[READING TEXT]:
The 2010 Chelsea International Fine Art Competition Exhibition, Agora Gallery, New York
August 19, 2010
Rarely do I find myself at one of the many white open art galleries in Chelsea. It's not for lack of interest. Maybe it's for overflow of apathy -- and overall intimidation? See, I'm not one of those people who folds my fist up under my chin, cocks my head, squints, and asks, "but how does it make me feel??" I'm more of the type that titters at a canvas covered in butts. Not because I disrespect art, but because I think butts are funny. Well, guess what? Last week, I went to an event that has rendered the above paragraph null and void.
Little side note: You're right, I don't usually cover art stuff. The rest of this week you'll be transported back to the usual media/advertising stuff, I promise. I enjoy this diversion though, don't you?
The invitation came by way of Melissa Sader, a long-time pal, whose relationship was forged with one of the artists, Hally McGehean, in high school. My relationship with Melissa was forged in the big blue halls of IBM a number of years ago that I wish not to divulge because it makes me feel really old. The invitation was to The 2010 Chelsea International Fine Art Competition exhibition -- and the artists, selected for exhibit by Megan Fontanella, Assistant Curator of the Guggenheim Museum, were a rabbit hole trip across mixed media.
And because it was so intimate, you couldn't get away with avoiding the artists. That also means that any snicker could be detected as well. Which means I had to stay away from the canvas of butts.
Oh, mid-write-up tangent: before hitting the Agora Gallery, who hosted the exhibition, my date and I met at Trestle on Tenth, a good people-watching spot that won my heart by delivering a complimentary flight of warm, bite-size cheese poofs to each group or singleton at the bar.
Agora is my kind of gallery. For one, at the entrance there is a sign saying "no strollers." Which could be misinterpreted by people who enjoy walking in a slow, lazy, yet determined pace.
We stopped at each artist's nook. And thought. That's right, I asked myself "but how does this make me feel??" and took the opportunity to discuss with the artists, who were happy to explain their motivation and brain triggers, what I thought. One stop had me talking:
The paintings were male, raw, outlined in angry black swipes. One body was splayed back, exposing a hint of that which biologically determines a person as a male, surrounded by irate, thick splashes of paint so inky and tar-like. The other appeared to be in defensive pose, ready to strike back at whatever was coming at him. "This makes me feel distress," I said to Melissa. And then, boop, there was the artist, Stephanie Kristofic, explaining that the paintings were a result of music, dancers, and herself, and how their intersection inspired her, that it was the beauty of movement. "It feels violent," I repeated. Perhaps this is because, as the artist later explained, when she creates, her actions are a little violent.

[GIVEN DATA]:
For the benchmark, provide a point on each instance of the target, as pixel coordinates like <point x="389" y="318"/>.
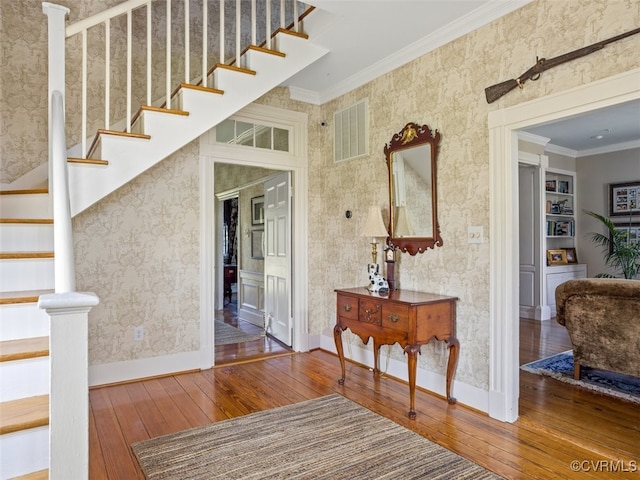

[PROBLEMS TO WORK ON]:
[a] List every person the exhibition write-up identifies by full name.
[b] Print the part of the exhibition write-up that opens with the words containing "And because it" and closes with "canvas of butts.".
[c] Proceed with the exhibition write-up about the Chelsea art competition, starting after its final sentence.

[ANSWERS BY ITEM NUMBER]:
[a] Melissa Sader, Hally McGehean, Megan Fontanella, Stephanie Kristofic

[b]
And because it was so intimate, you couldn't get away with avoiding the artists. That also means that any snicker could be detected as well. Which means I had to stay away from the canvas of butts.

[c]
I don't want to pick favorites because that's just rude, these artists were all amazing: the campy fashion potholes of Claudia Ficca & Davide Luciano; the nest of doll legs representing first teachings of what beauty is by M. Worrell / D. Mott; the peppered words with laminated photo stories of Hally McGehean; the ethereal photography of Edward Hahn; the masked and exhausted Eily K Jammy who had flown all the way from Japan (arms tired and all that); the eerie emptiness of Franco Monari's prints; the fat pixels of "low_res_big_nude" by Peter Baldinger (who later told me, "I am not of this world... I am from Vienna"); and the mind-blowing realistic water colors of Denny Bond -- all moved me in some way.
And it's because I was an active participant. After I left, after the horrible dinner (not because of the company) at Bottino, after the "listen to how awesome my snort sounds here" exhibition in Grand Central Terminal, that point didn't dissipate. Life reminders come packed in strange, laminated packages. And lately, maybe because of the oppressive weather or some other lazy explanation, I may be feeling foggy because I've stopped participating as much.
Whether it's the simple act of taking out my earphones when walking around this great city rather than blocking out that unmistakable sound of New York breathing, or renewing my promise to explore everything around me, large and teeny, I need to actively participate. This isn't a place where you can respect yourself for missing out because of a "Freaks And Geeks" marathon on IFC.
So thank you, Melissa and Hally, for shaking the sheep out of my eyes and inspiring me to interrupt my float and grab a frickin' paddle.